# REQUIREMENT
Go through each line of the records below and count those with the word "every"; give only the total.

[Stored records]
-------
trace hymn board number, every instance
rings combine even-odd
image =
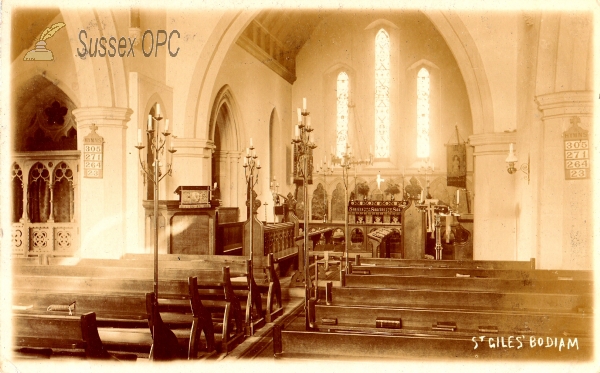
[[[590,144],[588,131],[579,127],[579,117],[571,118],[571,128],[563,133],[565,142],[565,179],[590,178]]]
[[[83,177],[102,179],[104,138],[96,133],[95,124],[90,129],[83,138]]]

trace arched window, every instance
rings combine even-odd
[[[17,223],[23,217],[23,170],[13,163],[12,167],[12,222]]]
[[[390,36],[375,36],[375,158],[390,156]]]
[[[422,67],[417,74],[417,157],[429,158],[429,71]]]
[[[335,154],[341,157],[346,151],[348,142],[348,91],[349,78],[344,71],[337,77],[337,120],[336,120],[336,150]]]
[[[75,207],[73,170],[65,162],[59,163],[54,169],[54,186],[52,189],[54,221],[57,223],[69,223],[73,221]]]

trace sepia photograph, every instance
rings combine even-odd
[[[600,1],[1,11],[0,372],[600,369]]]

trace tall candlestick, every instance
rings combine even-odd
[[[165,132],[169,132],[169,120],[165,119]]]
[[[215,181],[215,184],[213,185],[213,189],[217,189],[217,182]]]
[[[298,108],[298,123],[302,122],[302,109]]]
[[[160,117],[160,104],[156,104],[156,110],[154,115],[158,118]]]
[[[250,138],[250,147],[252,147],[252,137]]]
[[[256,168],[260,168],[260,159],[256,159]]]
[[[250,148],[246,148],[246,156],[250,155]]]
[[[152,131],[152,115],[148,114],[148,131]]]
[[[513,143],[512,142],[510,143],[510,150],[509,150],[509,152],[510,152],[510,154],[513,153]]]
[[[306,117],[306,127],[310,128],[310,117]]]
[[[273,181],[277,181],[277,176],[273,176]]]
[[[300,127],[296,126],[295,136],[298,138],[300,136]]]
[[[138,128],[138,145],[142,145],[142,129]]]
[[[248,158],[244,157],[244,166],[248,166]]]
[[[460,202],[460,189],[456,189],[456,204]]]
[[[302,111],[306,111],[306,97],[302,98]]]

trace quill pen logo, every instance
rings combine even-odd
-------
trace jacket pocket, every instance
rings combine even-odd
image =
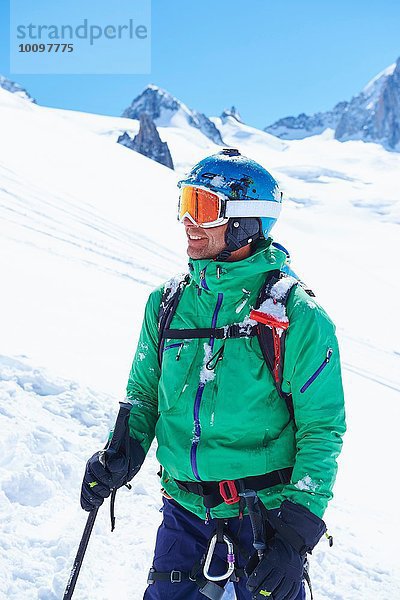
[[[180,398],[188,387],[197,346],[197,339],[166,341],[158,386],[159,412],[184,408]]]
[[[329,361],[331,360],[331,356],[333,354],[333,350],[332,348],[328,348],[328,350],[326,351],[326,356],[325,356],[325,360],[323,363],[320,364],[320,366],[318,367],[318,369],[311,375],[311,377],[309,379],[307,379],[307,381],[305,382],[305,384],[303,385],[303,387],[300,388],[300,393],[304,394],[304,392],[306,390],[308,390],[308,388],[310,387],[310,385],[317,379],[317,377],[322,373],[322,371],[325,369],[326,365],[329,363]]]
-------
# RESULT FOR THIS TASK
6